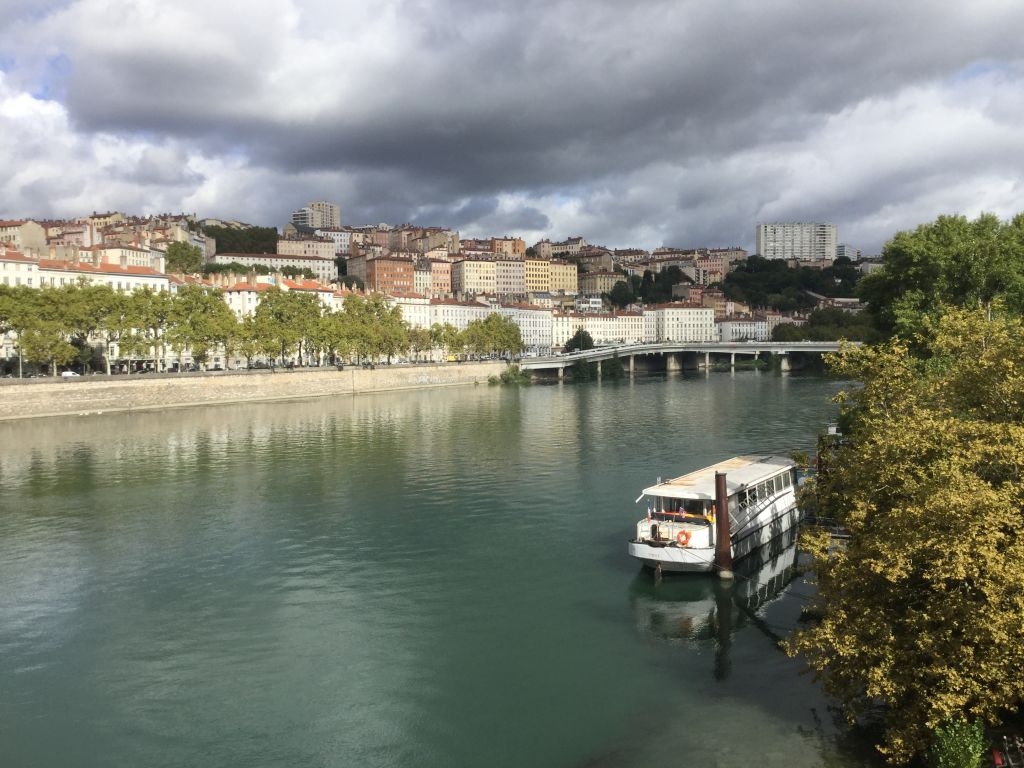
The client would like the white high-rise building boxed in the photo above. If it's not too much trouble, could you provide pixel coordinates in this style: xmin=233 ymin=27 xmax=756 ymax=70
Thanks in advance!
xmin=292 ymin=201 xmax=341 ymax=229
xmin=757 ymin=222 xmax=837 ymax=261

===

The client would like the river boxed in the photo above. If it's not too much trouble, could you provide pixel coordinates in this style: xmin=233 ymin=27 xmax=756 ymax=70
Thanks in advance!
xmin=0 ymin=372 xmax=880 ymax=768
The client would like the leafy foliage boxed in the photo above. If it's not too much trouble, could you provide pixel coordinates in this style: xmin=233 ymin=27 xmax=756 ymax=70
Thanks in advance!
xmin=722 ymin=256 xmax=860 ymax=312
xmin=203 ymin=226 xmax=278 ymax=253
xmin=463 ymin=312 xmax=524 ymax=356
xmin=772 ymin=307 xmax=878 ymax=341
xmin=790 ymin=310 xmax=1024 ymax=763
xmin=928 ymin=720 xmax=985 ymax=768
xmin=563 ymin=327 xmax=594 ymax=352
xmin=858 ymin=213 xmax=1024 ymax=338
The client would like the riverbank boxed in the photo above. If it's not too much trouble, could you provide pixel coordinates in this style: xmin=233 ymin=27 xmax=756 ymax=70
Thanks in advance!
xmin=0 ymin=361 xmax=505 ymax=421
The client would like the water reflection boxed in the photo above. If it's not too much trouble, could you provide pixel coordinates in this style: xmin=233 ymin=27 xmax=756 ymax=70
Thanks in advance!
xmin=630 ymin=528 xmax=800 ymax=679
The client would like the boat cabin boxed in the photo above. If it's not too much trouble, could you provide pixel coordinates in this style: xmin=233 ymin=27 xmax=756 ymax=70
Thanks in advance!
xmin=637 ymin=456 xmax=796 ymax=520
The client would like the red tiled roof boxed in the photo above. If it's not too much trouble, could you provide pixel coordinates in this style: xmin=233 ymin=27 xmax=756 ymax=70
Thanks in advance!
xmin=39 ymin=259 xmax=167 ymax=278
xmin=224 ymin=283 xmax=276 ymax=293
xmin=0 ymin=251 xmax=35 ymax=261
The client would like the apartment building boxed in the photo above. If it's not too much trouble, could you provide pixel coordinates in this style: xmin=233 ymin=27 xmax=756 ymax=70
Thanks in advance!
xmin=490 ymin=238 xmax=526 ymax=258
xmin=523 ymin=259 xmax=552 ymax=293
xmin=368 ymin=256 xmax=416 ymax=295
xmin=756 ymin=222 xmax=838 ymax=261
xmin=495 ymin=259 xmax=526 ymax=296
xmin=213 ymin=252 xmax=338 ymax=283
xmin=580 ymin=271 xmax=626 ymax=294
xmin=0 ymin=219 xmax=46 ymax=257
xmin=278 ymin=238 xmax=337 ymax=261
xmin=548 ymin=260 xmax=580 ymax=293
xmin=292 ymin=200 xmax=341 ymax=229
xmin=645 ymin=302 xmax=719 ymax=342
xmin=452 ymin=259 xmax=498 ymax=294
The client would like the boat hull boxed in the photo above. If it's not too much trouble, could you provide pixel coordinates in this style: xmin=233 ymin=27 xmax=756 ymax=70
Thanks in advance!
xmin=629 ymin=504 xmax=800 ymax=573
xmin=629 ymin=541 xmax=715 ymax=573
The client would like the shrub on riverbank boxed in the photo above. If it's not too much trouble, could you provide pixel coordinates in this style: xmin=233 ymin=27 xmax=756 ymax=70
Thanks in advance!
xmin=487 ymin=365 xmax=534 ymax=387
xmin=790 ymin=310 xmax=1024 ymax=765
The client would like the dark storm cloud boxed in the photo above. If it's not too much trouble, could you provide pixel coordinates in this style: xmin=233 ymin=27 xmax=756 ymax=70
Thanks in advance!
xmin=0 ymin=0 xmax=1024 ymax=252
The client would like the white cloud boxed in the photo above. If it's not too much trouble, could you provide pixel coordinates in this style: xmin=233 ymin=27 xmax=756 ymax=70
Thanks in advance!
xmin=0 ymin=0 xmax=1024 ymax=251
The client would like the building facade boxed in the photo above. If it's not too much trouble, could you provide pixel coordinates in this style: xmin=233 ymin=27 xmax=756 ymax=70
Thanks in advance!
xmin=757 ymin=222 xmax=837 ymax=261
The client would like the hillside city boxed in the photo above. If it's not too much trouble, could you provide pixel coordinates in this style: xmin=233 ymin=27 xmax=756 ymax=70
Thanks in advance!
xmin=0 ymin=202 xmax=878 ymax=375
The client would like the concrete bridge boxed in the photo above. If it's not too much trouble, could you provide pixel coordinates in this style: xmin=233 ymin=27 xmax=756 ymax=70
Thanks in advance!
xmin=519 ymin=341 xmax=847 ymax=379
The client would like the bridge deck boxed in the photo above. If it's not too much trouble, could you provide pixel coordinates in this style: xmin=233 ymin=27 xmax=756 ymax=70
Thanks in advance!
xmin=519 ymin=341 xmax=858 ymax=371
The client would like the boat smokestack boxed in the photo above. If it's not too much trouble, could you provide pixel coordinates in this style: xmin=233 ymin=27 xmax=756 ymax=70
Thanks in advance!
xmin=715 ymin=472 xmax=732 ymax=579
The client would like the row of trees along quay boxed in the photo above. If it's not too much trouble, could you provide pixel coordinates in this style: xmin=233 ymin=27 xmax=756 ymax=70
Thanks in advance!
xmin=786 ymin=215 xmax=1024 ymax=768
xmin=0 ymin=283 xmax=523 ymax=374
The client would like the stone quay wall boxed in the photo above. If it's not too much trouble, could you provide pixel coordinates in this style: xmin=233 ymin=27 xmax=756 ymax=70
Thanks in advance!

===

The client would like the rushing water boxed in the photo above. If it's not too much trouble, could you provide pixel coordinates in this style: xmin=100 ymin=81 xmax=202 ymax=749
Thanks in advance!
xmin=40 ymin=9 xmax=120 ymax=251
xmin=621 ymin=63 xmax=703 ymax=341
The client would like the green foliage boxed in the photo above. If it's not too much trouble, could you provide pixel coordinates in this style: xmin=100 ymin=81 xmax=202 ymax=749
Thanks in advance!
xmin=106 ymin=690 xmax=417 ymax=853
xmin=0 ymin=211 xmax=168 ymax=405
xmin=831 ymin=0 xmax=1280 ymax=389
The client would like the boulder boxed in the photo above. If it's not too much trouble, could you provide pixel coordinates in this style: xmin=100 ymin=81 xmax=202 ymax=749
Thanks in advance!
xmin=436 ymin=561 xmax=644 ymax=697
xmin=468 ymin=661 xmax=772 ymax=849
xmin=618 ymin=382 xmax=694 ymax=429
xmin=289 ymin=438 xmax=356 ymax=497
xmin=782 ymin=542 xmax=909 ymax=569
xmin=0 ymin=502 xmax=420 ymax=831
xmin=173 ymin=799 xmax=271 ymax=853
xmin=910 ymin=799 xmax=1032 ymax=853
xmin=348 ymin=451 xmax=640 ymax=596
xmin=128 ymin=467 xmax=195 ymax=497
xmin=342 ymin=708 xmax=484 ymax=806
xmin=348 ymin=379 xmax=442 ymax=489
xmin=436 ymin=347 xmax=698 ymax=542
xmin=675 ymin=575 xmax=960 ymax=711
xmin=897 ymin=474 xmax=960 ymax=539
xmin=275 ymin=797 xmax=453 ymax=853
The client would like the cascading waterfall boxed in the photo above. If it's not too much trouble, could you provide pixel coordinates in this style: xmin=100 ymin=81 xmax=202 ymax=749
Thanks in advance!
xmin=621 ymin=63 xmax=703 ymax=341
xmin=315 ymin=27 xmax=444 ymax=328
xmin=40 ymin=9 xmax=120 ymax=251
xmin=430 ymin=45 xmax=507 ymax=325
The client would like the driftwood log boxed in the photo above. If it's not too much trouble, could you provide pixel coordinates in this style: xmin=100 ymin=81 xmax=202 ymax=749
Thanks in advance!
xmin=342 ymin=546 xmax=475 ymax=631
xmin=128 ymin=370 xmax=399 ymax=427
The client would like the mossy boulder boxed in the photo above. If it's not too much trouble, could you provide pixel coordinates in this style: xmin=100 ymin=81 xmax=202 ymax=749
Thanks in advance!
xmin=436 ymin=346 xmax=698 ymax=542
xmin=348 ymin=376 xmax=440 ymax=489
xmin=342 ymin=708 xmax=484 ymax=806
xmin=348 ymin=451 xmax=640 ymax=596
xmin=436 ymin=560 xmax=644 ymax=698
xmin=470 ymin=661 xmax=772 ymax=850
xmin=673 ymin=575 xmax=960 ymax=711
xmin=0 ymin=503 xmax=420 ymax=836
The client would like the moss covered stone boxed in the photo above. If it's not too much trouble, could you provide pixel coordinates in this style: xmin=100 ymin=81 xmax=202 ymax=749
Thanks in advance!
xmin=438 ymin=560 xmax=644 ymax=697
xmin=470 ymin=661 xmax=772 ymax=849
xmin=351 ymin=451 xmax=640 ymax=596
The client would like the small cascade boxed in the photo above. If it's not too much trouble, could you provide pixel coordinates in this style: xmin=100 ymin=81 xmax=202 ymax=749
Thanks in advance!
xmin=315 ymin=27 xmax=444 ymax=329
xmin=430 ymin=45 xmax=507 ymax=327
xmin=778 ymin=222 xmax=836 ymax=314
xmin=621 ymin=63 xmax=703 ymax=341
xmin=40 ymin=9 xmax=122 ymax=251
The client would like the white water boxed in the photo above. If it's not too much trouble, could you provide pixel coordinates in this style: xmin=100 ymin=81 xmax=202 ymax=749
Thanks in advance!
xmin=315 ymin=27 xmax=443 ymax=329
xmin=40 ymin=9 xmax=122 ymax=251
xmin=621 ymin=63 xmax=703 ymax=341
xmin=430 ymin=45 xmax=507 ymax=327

===

- **TASK OBJECTIVE**:
Select each line above that contains the string "boulder", copying every one of them. Matching is case-sensitive.

- **FINISHED ANSWER**:
The client would like the boulder boxed in the photo above. If it's not too much trouble, could you provide pixel coordinates in this style: xmin=100 ymin=81 xmax=202 ymax=749
The client would like the mossy boulder boxed in the photo above. If it's not too much trouble, could you provide pixel coordinates in this style: xmin=100 ymin=81 xmax=202 ymax=749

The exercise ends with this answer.